_EXTRACT TO READ_:
- - -

The opinion addressed a further and independent barrier to "court intervention." After establishing that the case presented a political matter "of substantial consequence" because it involved a congressional assertion of greater control over national forest management and appropriation policy, the court found that the ambiguity in the statue as to the precise duty imposed left it powerless under the case law16 to enforce § 8(b) against the President. The tenor of the opinion makes it fairly clear that this ruling is less a straightforward application of precedent than a result of the court's understandable reluctance to order the President to furnish [8 ELR 10204] Congress with the required § 8(b) statements. The court's sense of awkwardness with the situation in which this litigation placed it was underscored by the addition of confessed dicta to the end of the opinion in which the judge suggested that in the future the President comply more fully with § 8(b) in order to minimize judicial involvement in matters of such sensitivity. The clear implication of this portion of the opinion was that the President had in fact not satisfied the requirements of § 8(b), in contradiction to its earlier intimations.

Discussion

National Wildlife Federation v. United States raises a number of intriguing legal and political questions which merit full analysis but were either ignored, glossed over, or confused by the district court's opinion. One of the most potent of President Carter's threshold defenses was that the RPA does not confer upon the plaintiff a private right of action entitling it to sue to remedy alleged violations. The Act itself does not explicitly confer on anyone a right to sue to redress violations, nor does a cause of action appear to be authorized by either the Administrative Procedure Act, which provides for judicial review solely of agency action,17 or the Mandamus Act.18 Assuming that a cause of action cannot be found at common law or inferred from the Constitution, the plaintiff was therefore left with asserting an implied cause of action under the RPA. In Cort v. Ash19 the Supreme Court addressed the question of implied causes of action and established two concurrent tests that appear to be determinative of the question in National Wildlife Federation:

1. Does the statute confer upon plaintiff a federal right? The few traces in the legislative history of the RPA tending to show that it was incidentally intended to benefit the public20 appear insufficient under Cort. There the Court suggested that a private right of action will be inferred only to protect the principal beneficiary of the statute,21 which in this case is undeniably Congress.

2. Is there a demonstrable legislative intent to create the asserted right of action? No such intent can be found in the committee reports accompanying the RPA, and none was cited by plaintiff in its submissions to the court.

- - -

_DIRECTIONS_:
**a.** Say whether each statement agrees with the legal commentary, answering yes or no and quoting the deciding words: (i) The RPA explicitly gives someone a right to sue to redress violations. (ii) The Supreme Court established two concurrent tests on implied causes of action. (iii) The plaintiff cited legislative intent for the asserted right of action in its submissions to the court.
**b.** Extract the passage of the legal commentary between "1. Does the" and "is undeniably Congress.", inclusive.

Position identification records:
- - -

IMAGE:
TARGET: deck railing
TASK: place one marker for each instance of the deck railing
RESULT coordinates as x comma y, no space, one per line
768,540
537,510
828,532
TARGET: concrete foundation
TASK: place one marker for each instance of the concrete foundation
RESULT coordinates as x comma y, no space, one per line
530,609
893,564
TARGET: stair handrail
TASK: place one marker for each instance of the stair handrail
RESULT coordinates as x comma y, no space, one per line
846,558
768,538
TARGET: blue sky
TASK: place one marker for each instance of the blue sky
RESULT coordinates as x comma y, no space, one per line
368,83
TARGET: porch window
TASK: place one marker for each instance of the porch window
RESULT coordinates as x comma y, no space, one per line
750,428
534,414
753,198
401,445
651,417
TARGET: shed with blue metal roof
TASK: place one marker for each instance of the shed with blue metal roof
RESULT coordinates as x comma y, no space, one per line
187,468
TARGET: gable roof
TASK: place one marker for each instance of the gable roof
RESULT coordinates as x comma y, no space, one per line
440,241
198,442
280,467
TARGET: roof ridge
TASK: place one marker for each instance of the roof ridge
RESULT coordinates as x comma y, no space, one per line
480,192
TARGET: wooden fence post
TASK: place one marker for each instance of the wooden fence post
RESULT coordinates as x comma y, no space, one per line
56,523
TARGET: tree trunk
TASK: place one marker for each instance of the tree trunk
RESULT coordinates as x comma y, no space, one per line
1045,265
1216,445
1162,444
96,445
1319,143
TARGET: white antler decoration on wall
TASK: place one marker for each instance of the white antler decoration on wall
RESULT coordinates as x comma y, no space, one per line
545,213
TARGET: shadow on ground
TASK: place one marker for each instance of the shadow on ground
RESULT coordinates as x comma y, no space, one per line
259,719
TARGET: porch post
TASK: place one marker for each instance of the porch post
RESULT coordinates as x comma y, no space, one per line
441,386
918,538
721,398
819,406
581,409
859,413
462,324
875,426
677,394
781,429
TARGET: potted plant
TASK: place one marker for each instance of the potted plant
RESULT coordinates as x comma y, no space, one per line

- - -

_COMPLETED EXERCISE_:
**a.**
(i) No: "The Act itself does not explicitly confer on anyone a right to sue to redress violations"
(ii) Yes: "the Supreme Court addressed the question of implied causes of action and established two concurrent tests"
(iii) No: "No such intent can be found in the committee reports accompanying the RPA, and none was cited by plaintiff in its submissions to the court."

**b.**
1. Does the statute confer upon plaintiff a federal right? The few traces in the legislative history of the RPA tending to show that it was incidentally intended to benefit the public20 appear insufficient under Cort. There the Court suggested that a private right of action will be inferred only to protect the principal beneficiary of the statute,21 which in this case is undeniably Congress.